Problem to solve: Where a line holds the word "nose", count it, then give only the total for the entries below.
•••••
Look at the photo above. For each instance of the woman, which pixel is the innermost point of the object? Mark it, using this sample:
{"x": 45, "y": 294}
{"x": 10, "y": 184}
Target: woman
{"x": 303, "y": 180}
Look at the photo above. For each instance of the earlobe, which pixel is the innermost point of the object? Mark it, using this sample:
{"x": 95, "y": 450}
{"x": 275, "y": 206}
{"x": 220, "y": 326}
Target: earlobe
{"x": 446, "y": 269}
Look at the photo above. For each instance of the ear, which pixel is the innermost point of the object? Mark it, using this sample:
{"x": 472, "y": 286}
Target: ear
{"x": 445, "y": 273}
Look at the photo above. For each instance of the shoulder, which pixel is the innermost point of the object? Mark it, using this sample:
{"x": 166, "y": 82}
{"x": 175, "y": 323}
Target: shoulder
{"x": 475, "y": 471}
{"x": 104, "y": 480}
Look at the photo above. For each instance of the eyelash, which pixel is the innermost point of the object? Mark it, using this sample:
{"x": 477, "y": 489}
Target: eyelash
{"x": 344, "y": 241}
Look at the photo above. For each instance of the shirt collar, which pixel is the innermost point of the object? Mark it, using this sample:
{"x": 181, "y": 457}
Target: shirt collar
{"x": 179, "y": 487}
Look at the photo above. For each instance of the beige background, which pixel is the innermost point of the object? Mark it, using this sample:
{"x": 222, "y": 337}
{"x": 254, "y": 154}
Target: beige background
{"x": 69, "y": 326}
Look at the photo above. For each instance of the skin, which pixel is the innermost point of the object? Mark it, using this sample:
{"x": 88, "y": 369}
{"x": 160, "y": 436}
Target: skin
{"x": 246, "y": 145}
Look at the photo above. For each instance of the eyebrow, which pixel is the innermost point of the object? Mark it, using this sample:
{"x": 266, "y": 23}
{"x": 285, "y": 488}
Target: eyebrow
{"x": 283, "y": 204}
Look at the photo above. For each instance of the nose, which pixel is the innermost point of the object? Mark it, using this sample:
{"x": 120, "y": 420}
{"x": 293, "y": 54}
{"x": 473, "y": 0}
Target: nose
•••••
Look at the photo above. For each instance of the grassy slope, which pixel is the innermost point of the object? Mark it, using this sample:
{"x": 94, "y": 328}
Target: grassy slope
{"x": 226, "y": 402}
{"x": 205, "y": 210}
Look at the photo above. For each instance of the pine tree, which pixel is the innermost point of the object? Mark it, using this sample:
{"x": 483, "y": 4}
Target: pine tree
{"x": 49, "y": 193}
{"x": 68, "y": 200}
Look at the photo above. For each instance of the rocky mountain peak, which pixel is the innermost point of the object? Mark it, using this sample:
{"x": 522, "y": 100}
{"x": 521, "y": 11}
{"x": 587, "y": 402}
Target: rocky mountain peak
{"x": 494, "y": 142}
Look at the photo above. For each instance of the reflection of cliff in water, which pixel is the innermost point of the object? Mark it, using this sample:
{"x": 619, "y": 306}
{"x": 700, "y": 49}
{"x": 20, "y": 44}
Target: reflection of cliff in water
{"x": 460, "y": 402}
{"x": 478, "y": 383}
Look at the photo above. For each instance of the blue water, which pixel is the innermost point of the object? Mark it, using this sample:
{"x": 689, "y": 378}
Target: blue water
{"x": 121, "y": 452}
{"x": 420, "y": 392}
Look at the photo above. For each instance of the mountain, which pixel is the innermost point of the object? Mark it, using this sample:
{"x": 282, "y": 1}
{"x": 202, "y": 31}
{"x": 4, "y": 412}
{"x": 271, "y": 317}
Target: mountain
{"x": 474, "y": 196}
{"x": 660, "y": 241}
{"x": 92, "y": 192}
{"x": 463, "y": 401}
•••••
Exercise output: 2